*WORK TO DO*
- a) Answer these questions using the court ruling below.
(i) To what date and time is the application postponed?
(ii) How many hours of notice does s 68(2) require?
(iii) What did the applicant seek in its supplementary notice of motion?
- b) From the court ruling below, extract the passage word for word, starting with "The application for" and going on through "today are reserved.".

The application for condonation
for the failure to comply with s 68(2) is refused. In respect of the
relief sought in prayer 2.1
of the Notice of Motion, the application
is postponed to 28 January 2011 at 14h00.
The respondents’ may file
supplementary affidavits by close of business on 27 January 2011 and
the applicant may file a
reply by Friday January 2011 at 12h00.
The costs of today are reserved.
The first and third respondents did
not oppose the relief concerned with acts of violence and other
misconduct. Prayer 2 of the
notice of motion seeks to interdict the
strike on the basis that it is unprotected. The reason for the
postponement was the applicant’s
failure to give 48 hours
notice of the application as is required by s 68(2) and the absence
of any factual basis to justify a
relaxation of that requirement.
Indeed, the papers were drafted as if s 68 (2) did not exist. The
application to condone the non-compliance
with the Act was moved
ultimately from the Bar, but in circumstances where the founding
affidavit made no direct reference to any
of the grounds on which
this court is entitled to condone a failure to give the required
notice. The application was postponed
both to cure the s 68 defect
and to afford the first and third and further respondents the
opportunity to file a more considered
and substantive answering
affidavit.
[2] Before the matter was called
yesterday, the applicant filed a supplementary notice of motion in
which it sought a rule nisi
calling on the third and further
respondents to show cause why they should not be held in contempt of
the order granted on 26 January
2011. I shall return to this aspect
of the dispute in due course.

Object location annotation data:
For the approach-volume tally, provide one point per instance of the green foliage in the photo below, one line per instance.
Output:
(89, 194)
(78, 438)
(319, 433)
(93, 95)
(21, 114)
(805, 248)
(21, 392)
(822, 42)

*ANSWER SET*
- a)
(i) 28 January 2011 at 14h00.
(ii) 48 hours.
(iii) A rule nisi calling on the third and further respondents to show cause why they should not be held in contempt of the order granted on 26 January 2011.

- b)
The application for condonation
for the failure to comply with s 68(2) is refused. In respect of the
relief sought in prayer 2.1
of the Notice of Motion, the application
is postponed to 28 January 2011 at 14h00.
The respondents’ may file
supplementary affidavits by close of business on 27 January 2011 and
the applicant may file a
reply by Friday January 2011 at 12h00.
The costs of today are reserved.